TASK REQUIREMENTS:
Since pictures do not belong in the copy, please repeat every record below exactly without them.

Stored items from a collection:
-- Opening Marker --

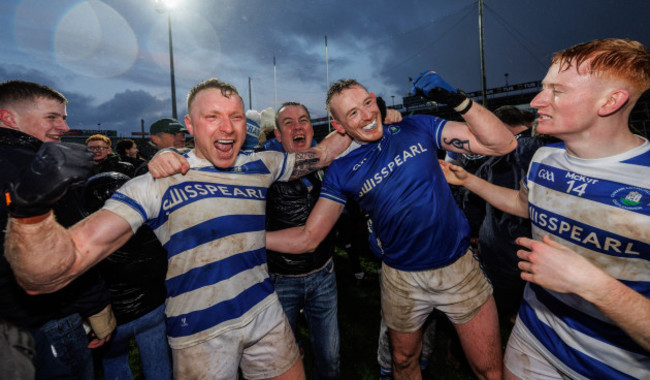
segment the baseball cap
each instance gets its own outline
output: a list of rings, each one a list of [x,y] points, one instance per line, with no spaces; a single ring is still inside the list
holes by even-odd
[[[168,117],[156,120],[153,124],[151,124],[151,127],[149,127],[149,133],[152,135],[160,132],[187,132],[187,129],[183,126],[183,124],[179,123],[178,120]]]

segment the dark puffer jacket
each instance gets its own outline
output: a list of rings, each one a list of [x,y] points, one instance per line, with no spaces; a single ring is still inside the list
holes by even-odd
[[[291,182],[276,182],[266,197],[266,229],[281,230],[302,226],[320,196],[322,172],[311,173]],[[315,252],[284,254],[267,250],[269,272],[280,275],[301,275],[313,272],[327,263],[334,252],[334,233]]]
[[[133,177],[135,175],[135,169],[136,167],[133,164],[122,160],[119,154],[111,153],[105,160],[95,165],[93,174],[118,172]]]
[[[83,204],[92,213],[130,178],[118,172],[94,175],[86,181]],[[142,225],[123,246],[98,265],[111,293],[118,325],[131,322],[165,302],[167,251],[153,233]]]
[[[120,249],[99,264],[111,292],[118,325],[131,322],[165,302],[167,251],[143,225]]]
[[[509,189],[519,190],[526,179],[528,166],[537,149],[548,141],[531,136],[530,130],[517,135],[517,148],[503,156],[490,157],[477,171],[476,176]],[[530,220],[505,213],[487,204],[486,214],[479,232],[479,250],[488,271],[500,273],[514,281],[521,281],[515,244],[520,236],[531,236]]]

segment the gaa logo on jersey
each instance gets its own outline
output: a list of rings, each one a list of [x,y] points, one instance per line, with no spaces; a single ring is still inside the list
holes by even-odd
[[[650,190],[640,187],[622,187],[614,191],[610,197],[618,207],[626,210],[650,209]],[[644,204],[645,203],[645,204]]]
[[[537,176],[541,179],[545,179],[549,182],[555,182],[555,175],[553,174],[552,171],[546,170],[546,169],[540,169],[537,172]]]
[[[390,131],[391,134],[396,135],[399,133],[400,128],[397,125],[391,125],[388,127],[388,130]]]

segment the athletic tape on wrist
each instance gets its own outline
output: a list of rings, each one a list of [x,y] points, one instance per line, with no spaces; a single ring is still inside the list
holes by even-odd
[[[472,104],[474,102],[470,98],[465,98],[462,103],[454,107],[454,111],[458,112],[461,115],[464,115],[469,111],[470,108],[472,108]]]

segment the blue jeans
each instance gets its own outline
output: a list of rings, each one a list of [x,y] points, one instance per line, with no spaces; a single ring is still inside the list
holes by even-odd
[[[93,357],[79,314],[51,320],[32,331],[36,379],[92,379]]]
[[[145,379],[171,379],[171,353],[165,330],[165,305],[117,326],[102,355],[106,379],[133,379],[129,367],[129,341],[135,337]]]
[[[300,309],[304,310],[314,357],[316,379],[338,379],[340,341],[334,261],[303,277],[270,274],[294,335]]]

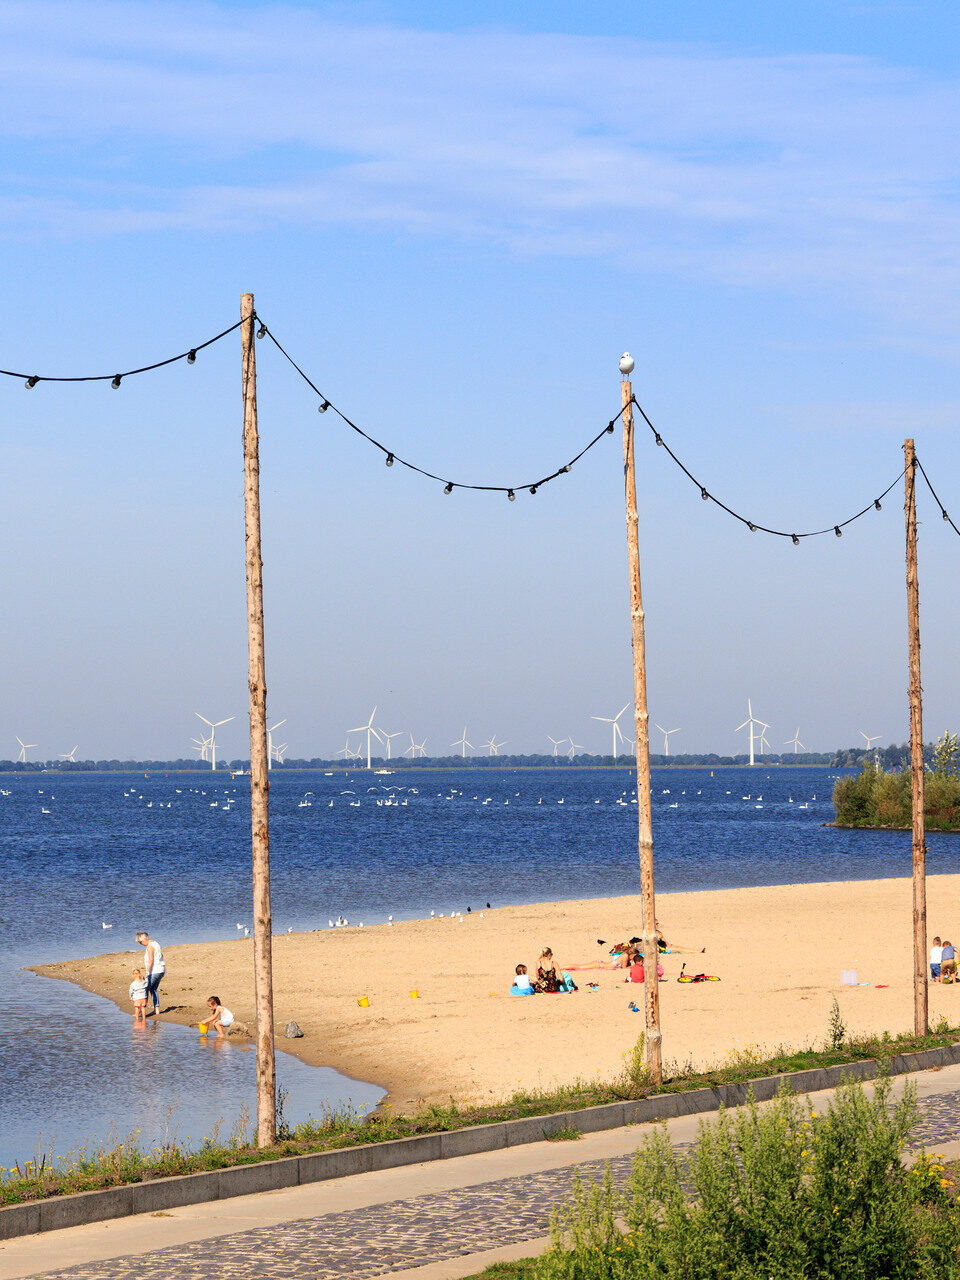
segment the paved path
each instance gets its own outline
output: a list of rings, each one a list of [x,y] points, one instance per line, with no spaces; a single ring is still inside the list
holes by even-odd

-- Closing Marker --

SOLUTION FOR THIS TASK:
segment the baseball cap
each instance gets its own outline
output: a list of rings, each one a list of [x,y] points, one instance per line, with no spaces; a single ring is still inside the list
holes by even-odd
[[[168,117],[156,120],[153,124],[151,124],[151,127],[149,127],[149,133],[152,135],[160,132],[187,132],[187,129],[183,126],[183,124],[179,123],[178,120]]]

segment the dark puffer jacket
each instance gets its own outline
output: a list of rings, each one a list of [x,y] points, one instance per line, with no spaces; a single ring is still inside the list
holes by even-odd
[[[291,182],[276,182],[266,197],[266,229],[281,230],[302,226],[320,196],[322,172],[311,173]],[[315,252],[284,254],[267,250],[269,272],[280,275],[301,275],[313,272],[327,263],[334,252],[334,233]]]
[[[133,177],[135,175],[135,169],[136,167],[133,164],[122,160],[119,154],[111,153],[105,160],[95,165],[93,174],[118,172]]]
[[[83,204],[92,213],[130,178],[118,172],[94,175],[86,181]],[[142,225],[123,246],[98,265],[111,293],[118,325],[131,322],[165,302],[167,251],[153,233]]]
[[[120,249],[99,264],[111,292],[118,325],[131,322],[165,302],[167,251],[143,225]]]
[[[509,189],[519,190],[526,179],[528,166],[537,149],[548,141],[531,136],[530,130],[517,135],[517,148],[503,156],[490,157],[477,171],[476,176]],[[530,220],[505,213],[487,204],[486,214],[479,232],[479,250],[488,271],[500,273],[514,281],[521,281],[515,244],[520,236],[531,236]]]

segment the gaa logo on jersey
each instance gets its own outline
output: a list of rings, each one a list of [x,y] points, one instance per line, with no spaces; a single ring is still inside the list
holes by even-odd
[[[650,190],[640,187],[622,187],[614,191],[610,197],[618,207],[626,210],[650,209]],[[644,204],[645,203],[645,204]]]
[[[537,176],[541,179],[545,179],[549,182],[555,182],[555,175],[553,174],[552,171],[546,170],[546,169],[540,169],[537,172]]]
[[[390,131],[391,134],[396,135],[399,133],[400,128],[397,125],[391,125],[388,127],[388,130]]]

segment the athletic tape on wrist
each instance gets its own outline
output: a list of rings, each one a list of [x,y] points, one instance per line, with no spaces; a single ring is still inside the list
holes by even-odd
[[[472,104],[474,102],[470,98],[465,98],[462,103],[454,107],[454,111],[458,112],[461,115],[464,115],[469,111],[470,108],[472,108]]]

segment the blue jeans
each instance gets its own outline
output: a list of rings, each one a list of [x,y] points, one instance per line, with no spaces; a single ring is still inside the list
holes by even-odd
[[[93,357],[79,314],[51,320],[32,331],[36,379],[92,379]]]
[[[145,379],[171,379],[171,353],[165,330],[165,305],[117,326],[102,355],[106,379],[133,379],[129,367],[129,341],[135,337]]]
[[[300,309],[304,310],[314,357],[316,379],[338,379],[340,341],[334,261],[303,277],[270,274],[294,335]]]

segment the paved path
each instance gets its own outline
output: a list of rings, each one a list of [x,y] points, one instance per line, with no spaces; a single ring is still inside the list
holes by even-odd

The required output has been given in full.